> TASK MATERIAL:
--------

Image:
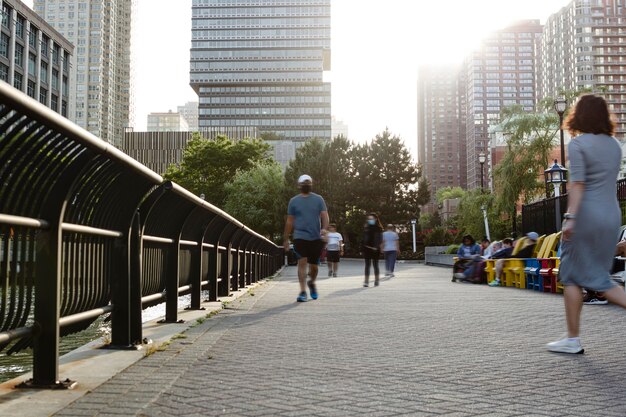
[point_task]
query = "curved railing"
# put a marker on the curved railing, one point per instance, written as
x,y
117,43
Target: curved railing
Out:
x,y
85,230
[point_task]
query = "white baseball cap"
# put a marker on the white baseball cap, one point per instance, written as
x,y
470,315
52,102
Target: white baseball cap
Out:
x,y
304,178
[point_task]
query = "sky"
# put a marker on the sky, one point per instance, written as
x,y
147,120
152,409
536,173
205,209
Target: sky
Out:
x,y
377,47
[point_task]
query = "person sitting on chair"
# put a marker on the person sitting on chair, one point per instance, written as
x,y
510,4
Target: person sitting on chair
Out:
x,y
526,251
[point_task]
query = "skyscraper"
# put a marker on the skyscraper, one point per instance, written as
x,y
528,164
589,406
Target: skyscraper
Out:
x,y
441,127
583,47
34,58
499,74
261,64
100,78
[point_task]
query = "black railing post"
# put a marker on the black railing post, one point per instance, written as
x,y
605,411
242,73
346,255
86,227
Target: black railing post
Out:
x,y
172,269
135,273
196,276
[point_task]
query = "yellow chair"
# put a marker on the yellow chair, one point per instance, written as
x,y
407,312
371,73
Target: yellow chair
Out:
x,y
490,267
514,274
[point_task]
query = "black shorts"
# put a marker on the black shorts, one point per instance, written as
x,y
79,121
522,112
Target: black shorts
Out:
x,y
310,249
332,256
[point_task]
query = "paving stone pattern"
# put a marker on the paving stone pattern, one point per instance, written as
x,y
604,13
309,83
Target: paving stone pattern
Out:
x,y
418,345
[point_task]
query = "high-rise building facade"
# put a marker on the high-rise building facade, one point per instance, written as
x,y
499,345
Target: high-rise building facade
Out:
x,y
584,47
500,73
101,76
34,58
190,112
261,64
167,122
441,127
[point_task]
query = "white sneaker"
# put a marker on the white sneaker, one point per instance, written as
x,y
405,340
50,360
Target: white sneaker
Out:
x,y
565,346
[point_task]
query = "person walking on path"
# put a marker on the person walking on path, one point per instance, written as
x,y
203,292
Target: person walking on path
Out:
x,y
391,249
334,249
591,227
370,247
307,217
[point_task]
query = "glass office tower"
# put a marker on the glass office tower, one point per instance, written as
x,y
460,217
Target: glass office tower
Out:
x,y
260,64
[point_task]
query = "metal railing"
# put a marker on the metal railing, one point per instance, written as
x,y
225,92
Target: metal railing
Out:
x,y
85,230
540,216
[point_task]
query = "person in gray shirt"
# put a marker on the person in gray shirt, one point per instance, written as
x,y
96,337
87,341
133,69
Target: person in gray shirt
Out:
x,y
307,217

--------

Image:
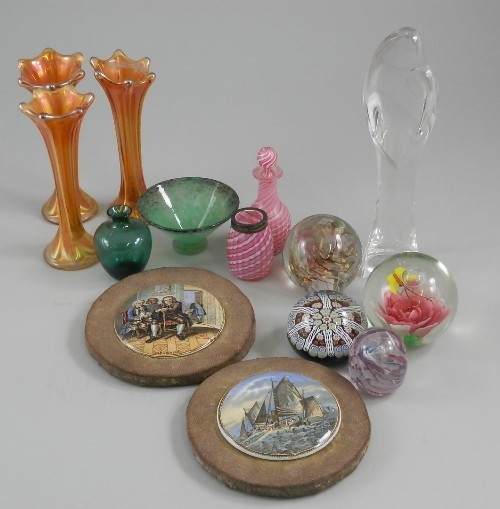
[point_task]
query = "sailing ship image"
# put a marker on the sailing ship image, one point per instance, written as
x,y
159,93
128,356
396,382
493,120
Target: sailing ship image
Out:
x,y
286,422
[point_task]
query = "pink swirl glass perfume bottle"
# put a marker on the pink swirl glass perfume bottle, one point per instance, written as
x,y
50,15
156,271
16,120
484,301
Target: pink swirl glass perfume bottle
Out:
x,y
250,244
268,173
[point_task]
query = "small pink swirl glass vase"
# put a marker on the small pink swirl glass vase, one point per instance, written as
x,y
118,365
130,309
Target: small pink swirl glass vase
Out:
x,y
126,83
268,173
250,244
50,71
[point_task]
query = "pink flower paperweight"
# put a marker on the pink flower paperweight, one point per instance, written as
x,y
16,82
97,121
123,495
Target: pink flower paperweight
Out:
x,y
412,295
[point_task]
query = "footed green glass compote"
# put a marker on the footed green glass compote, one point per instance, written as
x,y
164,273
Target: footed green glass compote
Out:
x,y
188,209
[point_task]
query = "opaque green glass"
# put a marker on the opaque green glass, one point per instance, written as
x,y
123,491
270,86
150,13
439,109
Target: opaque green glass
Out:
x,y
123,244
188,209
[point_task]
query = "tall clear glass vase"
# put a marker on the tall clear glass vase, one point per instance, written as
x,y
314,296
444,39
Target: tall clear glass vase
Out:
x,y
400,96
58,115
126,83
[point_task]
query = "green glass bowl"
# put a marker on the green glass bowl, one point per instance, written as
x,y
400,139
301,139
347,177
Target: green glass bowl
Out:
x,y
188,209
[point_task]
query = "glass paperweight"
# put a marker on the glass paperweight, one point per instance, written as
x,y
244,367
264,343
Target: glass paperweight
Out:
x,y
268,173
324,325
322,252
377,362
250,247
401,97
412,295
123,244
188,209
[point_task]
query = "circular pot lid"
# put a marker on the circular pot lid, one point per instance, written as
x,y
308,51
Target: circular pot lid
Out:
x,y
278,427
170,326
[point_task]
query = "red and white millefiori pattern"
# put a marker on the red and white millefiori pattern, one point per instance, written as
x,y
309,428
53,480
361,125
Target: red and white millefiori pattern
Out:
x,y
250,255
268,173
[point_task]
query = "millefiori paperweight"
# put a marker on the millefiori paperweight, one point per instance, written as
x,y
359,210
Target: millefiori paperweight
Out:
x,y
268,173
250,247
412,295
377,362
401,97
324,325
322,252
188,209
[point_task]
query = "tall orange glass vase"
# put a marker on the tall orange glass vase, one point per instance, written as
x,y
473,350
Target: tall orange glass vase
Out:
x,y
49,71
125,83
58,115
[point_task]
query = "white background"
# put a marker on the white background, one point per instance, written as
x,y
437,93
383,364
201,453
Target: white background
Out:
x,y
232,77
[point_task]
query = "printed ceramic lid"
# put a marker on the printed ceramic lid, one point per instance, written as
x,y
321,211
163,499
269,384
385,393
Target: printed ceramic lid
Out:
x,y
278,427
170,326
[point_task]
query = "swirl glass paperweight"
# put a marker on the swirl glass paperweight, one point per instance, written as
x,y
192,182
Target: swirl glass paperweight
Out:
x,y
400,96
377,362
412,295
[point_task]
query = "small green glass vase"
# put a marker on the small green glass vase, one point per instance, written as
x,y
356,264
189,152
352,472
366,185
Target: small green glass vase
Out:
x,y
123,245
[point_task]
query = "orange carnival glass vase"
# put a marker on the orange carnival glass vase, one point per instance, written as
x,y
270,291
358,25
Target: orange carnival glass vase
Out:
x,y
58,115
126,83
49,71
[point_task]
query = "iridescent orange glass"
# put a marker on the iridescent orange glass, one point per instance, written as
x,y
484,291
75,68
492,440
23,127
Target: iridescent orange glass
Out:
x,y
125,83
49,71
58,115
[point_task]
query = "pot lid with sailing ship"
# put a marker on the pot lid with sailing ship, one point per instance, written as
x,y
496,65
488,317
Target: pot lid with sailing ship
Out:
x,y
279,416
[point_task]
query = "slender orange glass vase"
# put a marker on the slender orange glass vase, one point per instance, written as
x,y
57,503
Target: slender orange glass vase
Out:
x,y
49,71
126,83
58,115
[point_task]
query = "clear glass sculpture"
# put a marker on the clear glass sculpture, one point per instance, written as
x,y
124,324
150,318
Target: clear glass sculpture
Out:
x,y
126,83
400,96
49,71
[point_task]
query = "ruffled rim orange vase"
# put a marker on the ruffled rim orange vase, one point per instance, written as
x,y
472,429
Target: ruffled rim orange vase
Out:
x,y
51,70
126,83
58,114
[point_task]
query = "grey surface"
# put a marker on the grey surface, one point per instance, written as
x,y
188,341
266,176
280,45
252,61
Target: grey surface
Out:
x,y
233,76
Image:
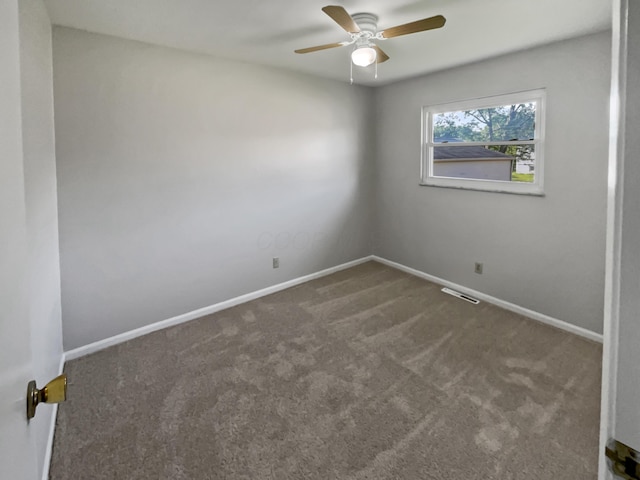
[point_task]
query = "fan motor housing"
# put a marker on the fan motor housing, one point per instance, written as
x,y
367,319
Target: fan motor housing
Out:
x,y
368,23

--------

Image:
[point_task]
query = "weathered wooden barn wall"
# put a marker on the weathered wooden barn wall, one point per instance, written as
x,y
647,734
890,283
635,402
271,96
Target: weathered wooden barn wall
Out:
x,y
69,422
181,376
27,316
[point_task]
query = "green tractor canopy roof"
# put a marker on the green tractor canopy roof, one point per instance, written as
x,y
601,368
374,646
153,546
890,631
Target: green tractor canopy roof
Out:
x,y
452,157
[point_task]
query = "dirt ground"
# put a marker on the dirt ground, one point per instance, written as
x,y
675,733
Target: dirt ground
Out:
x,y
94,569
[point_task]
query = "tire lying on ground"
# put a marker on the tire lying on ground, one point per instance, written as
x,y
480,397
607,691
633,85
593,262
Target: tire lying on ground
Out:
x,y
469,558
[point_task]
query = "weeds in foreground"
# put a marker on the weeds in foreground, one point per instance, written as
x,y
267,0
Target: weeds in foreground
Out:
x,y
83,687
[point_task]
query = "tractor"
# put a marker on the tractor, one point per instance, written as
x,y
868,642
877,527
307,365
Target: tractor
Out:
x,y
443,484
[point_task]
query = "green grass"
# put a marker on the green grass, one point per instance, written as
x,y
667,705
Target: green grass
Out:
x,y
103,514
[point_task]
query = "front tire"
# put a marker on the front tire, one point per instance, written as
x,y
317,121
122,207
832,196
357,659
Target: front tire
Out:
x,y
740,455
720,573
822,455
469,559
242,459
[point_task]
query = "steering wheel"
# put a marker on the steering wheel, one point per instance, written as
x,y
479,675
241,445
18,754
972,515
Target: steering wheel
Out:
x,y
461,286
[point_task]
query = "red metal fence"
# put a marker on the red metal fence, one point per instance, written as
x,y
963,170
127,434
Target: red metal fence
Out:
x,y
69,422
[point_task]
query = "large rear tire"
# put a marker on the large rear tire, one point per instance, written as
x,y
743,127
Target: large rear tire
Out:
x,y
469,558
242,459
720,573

--------

All lines above that include the word "motor" should be located and copied.

> TASK RESULT:
query = "fan motor housing"
# put a marker on the fan motor housing, one point per instance, written as
Target: fan motor housing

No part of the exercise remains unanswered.